Goal
From the items below, list every line that contains the word "door".

Dataset extract
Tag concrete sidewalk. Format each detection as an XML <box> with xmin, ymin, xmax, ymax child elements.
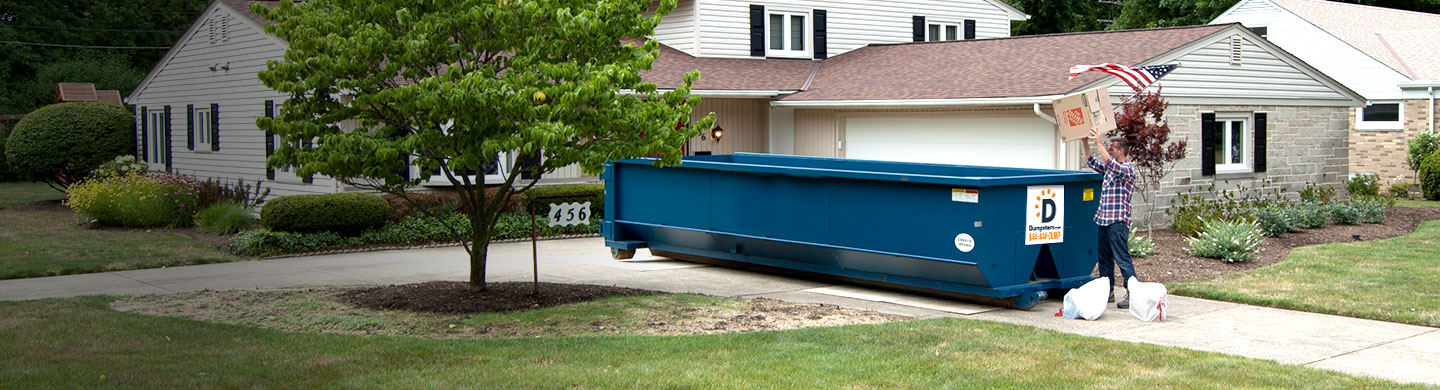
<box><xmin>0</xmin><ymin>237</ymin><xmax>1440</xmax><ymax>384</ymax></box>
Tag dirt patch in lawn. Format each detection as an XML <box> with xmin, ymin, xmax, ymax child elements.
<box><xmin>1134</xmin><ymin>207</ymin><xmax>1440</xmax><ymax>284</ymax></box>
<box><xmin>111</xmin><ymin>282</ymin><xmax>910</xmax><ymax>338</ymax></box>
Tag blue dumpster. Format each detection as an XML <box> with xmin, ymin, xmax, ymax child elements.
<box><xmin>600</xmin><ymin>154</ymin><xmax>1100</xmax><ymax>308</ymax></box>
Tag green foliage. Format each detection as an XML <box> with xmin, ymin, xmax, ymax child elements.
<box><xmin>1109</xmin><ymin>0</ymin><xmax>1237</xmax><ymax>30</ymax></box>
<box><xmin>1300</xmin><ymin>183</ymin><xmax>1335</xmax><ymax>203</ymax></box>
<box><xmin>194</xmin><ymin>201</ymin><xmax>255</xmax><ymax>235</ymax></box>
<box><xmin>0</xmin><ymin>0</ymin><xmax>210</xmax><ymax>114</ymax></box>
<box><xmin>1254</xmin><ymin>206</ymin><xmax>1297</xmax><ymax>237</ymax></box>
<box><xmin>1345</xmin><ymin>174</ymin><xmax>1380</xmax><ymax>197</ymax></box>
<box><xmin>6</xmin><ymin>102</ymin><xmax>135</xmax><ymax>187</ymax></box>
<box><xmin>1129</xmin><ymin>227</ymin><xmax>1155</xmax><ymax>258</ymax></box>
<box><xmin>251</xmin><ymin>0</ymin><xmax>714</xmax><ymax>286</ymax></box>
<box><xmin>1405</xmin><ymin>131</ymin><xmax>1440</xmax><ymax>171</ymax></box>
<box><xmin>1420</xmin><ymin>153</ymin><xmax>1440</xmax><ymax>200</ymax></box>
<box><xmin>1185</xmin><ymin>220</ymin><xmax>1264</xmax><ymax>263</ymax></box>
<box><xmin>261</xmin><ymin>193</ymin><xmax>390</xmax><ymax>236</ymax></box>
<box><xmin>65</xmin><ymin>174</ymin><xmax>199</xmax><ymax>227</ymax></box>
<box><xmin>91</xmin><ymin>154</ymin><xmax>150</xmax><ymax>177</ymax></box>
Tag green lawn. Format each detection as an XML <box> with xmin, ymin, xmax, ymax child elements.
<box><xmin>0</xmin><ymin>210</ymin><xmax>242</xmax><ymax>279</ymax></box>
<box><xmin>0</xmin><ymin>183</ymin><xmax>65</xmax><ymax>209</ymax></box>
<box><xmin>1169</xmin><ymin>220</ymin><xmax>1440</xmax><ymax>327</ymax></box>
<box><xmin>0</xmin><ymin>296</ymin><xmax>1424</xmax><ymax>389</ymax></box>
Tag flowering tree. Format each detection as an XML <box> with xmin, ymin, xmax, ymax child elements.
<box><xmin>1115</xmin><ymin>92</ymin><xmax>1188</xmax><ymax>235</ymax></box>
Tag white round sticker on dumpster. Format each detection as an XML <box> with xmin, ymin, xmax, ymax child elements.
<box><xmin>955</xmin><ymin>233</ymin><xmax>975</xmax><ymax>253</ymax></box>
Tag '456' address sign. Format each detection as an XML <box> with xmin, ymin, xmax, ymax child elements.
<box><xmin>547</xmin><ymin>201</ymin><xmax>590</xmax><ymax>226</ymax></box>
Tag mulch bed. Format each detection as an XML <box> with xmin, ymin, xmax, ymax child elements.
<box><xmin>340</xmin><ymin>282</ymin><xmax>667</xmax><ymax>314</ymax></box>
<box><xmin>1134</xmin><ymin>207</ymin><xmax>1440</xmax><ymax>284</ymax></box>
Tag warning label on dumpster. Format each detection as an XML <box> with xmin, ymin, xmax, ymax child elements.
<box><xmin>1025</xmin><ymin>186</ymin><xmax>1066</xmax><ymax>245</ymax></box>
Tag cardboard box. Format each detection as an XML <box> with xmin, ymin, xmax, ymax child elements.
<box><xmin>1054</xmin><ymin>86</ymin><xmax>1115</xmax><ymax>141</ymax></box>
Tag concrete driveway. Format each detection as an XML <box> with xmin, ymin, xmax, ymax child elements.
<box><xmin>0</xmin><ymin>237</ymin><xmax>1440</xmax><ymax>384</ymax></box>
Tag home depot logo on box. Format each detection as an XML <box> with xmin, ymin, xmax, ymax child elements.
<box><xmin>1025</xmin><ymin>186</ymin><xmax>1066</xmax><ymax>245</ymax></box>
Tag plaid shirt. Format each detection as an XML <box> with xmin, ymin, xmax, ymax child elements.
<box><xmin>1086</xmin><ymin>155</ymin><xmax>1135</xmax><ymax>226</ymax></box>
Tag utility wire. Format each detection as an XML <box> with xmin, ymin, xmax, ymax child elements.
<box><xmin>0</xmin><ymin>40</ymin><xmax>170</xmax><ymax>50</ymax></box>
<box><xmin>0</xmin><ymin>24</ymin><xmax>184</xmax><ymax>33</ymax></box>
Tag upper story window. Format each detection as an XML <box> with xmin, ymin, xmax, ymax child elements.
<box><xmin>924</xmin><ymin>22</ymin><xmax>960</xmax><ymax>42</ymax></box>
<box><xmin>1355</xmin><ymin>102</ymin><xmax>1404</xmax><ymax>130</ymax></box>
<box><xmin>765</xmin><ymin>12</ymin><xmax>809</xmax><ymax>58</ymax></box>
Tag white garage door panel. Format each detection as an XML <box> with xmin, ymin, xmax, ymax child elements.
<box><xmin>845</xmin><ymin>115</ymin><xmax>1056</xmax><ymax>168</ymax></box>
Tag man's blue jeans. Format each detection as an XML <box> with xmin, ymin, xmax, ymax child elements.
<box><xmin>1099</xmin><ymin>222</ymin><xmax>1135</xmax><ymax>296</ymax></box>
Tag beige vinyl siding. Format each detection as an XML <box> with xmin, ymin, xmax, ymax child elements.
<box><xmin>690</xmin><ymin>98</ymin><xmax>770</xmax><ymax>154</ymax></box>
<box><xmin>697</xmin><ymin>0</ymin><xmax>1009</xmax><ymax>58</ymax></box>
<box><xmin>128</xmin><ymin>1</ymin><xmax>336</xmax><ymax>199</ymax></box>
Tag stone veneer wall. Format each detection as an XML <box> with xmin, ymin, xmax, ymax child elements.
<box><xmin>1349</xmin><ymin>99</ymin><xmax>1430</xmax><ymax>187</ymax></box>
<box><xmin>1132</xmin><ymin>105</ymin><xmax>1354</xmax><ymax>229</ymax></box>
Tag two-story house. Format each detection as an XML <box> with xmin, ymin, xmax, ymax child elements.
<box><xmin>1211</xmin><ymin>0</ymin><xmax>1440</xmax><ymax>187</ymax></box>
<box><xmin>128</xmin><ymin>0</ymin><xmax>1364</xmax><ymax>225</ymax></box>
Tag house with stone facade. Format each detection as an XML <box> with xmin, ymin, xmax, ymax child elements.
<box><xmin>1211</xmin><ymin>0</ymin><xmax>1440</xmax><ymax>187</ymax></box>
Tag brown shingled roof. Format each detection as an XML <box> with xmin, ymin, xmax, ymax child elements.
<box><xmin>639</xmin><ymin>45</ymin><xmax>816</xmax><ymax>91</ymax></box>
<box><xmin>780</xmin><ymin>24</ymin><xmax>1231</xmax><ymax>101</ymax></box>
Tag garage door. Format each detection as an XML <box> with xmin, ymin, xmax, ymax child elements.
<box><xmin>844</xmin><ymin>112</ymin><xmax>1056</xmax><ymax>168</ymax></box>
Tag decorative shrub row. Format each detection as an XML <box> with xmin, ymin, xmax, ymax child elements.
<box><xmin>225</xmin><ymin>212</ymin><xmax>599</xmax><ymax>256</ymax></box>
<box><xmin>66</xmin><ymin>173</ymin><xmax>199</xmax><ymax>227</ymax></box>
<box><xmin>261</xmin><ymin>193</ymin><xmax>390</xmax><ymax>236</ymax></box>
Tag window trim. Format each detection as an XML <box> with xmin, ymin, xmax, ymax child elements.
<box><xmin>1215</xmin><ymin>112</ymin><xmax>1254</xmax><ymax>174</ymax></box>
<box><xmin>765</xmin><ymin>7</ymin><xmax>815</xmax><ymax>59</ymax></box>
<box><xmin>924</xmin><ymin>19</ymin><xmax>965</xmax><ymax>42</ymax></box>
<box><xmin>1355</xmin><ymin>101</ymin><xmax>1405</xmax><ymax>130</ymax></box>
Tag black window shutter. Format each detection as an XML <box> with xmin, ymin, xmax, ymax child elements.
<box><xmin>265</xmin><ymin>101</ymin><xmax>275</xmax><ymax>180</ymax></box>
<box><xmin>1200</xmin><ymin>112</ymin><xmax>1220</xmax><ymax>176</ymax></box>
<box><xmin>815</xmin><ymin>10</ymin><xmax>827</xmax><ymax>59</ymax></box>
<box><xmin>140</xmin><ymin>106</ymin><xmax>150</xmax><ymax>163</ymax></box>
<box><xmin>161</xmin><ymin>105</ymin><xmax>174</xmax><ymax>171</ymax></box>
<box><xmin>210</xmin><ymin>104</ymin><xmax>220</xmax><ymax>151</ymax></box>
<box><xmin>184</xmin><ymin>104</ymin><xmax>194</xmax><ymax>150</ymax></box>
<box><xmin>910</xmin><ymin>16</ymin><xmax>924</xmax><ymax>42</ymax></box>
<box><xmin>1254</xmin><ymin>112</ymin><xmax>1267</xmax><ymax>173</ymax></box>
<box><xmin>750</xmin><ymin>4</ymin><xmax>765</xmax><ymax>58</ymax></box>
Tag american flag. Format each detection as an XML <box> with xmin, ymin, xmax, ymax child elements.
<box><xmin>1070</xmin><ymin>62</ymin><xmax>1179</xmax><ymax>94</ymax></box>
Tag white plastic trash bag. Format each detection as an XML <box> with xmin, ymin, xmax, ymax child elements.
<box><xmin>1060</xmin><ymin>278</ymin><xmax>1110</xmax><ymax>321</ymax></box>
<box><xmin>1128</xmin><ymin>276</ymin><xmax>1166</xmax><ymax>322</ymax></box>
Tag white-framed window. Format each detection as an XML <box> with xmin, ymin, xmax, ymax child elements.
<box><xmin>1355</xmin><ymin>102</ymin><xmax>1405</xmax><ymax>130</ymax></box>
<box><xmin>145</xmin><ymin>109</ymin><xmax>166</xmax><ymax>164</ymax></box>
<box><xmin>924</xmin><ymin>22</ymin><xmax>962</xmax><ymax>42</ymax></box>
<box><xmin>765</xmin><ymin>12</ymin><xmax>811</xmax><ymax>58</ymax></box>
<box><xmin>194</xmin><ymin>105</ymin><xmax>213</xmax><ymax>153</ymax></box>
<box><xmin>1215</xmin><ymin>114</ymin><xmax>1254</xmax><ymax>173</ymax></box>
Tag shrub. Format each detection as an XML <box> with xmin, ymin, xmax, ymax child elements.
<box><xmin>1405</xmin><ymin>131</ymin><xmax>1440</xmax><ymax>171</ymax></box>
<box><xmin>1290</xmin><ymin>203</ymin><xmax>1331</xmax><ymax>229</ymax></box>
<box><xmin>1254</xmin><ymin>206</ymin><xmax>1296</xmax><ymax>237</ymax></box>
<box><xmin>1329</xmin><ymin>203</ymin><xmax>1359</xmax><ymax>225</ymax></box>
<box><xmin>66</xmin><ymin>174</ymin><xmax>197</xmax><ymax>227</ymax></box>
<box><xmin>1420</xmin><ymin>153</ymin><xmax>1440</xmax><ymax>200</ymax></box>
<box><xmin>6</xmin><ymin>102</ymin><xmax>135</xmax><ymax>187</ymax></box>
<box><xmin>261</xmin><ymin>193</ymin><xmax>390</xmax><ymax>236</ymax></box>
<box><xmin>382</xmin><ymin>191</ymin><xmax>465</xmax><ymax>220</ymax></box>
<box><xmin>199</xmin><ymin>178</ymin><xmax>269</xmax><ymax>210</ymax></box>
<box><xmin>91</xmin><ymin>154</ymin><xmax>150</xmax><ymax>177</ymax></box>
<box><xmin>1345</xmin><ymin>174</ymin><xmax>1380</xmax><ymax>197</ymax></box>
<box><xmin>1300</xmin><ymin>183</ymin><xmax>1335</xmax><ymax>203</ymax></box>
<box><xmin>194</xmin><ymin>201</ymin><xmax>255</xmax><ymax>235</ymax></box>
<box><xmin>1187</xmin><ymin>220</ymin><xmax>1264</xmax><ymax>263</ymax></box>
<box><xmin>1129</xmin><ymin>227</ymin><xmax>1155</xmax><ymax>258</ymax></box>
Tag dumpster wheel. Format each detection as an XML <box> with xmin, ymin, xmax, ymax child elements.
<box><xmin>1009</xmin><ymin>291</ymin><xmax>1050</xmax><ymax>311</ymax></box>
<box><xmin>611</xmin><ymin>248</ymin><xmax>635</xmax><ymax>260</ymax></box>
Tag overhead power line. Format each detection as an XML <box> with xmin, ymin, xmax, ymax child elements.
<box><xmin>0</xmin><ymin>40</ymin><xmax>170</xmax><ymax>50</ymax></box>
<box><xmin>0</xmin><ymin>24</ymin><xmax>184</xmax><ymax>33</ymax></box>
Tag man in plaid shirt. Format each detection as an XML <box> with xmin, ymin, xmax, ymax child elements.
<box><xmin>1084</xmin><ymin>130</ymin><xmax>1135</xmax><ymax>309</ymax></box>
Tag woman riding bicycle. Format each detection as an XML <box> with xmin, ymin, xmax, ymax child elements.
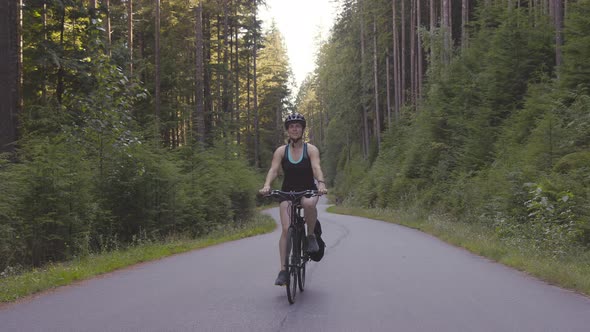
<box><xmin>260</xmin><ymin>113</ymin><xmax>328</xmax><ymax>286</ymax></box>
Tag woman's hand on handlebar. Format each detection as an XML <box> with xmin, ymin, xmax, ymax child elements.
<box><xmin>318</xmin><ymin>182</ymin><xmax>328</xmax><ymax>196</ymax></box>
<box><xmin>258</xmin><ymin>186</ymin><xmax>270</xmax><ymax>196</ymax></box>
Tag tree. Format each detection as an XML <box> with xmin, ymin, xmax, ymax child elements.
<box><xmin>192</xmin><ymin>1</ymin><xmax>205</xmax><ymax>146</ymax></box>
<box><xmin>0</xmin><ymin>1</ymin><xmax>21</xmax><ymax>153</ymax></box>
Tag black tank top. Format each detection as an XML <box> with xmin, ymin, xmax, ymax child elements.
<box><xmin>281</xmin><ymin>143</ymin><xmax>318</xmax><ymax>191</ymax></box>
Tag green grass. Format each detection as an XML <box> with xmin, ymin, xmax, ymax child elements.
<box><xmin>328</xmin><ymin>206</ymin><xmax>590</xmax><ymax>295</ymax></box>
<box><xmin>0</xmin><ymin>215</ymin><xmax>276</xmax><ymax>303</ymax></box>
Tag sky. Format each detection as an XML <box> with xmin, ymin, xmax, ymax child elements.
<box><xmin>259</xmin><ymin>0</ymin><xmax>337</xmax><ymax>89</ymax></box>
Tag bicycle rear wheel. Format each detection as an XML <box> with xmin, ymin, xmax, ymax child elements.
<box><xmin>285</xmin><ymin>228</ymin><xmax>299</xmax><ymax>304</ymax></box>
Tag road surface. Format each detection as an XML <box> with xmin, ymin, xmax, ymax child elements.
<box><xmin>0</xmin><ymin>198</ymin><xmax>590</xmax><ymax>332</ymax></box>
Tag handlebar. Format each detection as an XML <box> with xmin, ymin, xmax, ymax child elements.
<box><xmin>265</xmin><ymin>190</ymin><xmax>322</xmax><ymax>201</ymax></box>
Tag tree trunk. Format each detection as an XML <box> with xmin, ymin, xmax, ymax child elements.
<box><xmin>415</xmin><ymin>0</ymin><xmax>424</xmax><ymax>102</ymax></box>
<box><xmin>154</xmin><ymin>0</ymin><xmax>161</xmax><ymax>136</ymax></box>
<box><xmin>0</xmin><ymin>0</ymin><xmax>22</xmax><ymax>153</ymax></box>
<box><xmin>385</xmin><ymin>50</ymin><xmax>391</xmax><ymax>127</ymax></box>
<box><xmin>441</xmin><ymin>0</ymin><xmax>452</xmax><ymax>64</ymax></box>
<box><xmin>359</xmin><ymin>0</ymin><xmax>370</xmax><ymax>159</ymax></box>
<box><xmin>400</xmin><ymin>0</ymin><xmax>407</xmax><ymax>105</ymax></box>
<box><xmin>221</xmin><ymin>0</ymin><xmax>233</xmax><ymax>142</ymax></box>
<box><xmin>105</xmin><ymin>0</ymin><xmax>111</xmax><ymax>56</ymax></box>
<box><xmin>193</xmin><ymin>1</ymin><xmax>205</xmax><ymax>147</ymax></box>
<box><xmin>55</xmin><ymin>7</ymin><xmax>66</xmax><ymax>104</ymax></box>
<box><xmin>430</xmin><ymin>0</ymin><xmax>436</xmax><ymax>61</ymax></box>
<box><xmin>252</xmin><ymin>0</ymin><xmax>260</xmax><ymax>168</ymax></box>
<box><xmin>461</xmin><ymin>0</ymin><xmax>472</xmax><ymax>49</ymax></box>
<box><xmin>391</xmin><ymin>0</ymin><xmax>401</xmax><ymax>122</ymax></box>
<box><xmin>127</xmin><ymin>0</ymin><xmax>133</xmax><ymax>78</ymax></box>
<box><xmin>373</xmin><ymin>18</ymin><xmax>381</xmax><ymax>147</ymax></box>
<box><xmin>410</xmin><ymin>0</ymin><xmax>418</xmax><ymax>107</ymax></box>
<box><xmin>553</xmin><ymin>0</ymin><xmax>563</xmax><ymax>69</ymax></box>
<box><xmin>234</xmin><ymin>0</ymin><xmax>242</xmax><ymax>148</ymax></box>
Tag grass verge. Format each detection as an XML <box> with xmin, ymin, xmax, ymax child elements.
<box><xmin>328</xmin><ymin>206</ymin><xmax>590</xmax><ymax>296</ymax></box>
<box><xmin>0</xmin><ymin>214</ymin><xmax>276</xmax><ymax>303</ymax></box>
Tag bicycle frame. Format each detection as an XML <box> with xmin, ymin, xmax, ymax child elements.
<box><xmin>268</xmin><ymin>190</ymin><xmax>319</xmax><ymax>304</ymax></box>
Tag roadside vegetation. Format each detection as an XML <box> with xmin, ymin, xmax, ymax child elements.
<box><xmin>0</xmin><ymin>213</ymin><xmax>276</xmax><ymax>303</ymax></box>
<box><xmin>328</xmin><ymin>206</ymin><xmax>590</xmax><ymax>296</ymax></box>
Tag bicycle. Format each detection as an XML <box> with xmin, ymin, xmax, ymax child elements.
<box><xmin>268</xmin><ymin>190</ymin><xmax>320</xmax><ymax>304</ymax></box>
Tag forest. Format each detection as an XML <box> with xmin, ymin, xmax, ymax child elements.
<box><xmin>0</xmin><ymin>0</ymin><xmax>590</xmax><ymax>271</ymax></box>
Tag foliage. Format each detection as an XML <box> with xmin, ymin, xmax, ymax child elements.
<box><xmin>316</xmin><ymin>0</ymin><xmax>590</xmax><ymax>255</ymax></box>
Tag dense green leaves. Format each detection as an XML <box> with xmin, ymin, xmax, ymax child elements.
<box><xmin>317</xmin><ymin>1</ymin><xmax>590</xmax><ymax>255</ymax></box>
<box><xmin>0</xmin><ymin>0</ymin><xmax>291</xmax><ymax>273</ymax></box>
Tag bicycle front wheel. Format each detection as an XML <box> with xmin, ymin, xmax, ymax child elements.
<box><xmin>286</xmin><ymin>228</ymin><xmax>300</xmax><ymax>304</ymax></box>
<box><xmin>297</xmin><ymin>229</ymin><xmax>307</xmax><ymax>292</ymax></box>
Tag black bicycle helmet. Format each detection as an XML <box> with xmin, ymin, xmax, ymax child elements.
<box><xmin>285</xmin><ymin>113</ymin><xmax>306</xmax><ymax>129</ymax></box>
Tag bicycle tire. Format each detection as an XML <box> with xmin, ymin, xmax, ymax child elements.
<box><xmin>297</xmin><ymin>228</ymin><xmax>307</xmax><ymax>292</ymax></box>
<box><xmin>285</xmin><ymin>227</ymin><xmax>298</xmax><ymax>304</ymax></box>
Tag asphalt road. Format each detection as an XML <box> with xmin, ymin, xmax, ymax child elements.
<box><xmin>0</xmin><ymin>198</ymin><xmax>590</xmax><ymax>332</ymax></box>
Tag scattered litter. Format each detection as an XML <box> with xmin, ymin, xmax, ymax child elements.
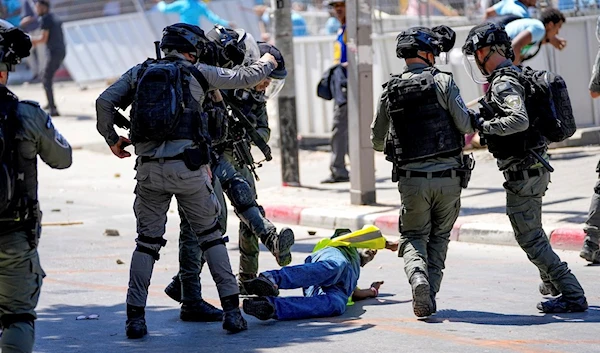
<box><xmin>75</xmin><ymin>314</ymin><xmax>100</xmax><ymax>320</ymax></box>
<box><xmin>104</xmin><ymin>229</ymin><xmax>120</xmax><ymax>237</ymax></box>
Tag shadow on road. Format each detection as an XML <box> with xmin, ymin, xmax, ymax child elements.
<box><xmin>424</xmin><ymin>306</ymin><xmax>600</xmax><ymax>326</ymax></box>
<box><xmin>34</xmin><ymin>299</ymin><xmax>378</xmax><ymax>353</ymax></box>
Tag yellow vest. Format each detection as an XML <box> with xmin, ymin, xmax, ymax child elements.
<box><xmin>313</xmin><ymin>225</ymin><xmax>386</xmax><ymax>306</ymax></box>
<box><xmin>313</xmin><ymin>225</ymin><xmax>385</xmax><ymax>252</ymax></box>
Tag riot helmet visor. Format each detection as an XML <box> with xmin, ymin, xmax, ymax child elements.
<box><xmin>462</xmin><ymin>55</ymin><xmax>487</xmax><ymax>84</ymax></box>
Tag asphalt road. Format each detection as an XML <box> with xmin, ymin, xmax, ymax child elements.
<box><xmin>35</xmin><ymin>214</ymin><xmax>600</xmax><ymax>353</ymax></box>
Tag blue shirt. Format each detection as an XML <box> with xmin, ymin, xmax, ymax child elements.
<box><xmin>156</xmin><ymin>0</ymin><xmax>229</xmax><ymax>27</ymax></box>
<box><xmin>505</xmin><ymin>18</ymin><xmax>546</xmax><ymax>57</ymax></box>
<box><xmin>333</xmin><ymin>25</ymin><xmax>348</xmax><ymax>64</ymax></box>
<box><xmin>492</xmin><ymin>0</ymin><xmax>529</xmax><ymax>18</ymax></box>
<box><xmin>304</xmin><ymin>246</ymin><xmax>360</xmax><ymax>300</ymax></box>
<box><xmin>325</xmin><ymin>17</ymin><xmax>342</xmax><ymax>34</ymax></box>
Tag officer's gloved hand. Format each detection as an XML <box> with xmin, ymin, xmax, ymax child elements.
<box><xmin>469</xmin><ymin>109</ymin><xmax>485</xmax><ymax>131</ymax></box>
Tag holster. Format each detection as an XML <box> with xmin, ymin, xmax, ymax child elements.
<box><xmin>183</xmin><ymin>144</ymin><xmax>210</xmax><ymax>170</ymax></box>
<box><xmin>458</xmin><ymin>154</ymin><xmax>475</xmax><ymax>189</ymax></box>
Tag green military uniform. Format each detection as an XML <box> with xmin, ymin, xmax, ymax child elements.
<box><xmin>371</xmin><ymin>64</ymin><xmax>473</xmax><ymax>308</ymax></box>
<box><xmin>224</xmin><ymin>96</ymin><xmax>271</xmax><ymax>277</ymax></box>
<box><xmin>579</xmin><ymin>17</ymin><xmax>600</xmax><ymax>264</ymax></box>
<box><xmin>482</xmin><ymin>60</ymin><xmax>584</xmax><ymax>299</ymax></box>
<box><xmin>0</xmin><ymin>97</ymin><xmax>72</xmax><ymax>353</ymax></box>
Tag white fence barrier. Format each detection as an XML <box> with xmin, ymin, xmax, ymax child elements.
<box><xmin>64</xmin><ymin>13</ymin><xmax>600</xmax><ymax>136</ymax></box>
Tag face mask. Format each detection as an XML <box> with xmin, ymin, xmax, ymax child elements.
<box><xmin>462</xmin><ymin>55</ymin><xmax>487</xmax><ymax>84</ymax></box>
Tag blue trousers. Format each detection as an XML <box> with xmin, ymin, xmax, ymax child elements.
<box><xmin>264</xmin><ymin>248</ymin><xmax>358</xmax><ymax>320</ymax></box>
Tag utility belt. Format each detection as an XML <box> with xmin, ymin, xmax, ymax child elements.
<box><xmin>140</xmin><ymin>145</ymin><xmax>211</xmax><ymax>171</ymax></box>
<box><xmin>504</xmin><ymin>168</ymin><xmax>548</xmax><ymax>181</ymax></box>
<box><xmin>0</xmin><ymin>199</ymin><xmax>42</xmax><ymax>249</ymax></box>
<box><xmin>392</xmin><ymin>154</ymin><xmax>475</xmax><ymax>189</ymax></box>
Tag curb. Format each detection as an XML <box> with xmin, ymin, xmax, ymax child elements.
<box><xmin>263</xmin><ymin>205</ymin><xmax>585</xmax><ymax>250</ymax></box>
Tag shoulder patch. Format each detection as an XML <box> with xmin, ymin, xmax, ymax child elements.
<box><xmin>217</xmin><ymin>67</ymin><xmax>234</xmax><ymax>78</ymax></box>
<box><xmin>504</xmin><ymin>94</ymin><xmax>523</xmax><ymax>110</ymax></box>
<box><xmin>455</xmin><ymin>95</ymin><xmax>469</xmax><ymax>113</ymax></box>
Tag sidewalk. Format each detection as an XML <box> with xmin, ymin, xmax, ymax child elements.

In response
Tag white garage door panel. Format each detection as an XML <box> with xmin, ymin, xmax, ymax child elements.
Tag garage door. Format each detection as an XML <box> with xmin, ymin, xmax, ymax child elements.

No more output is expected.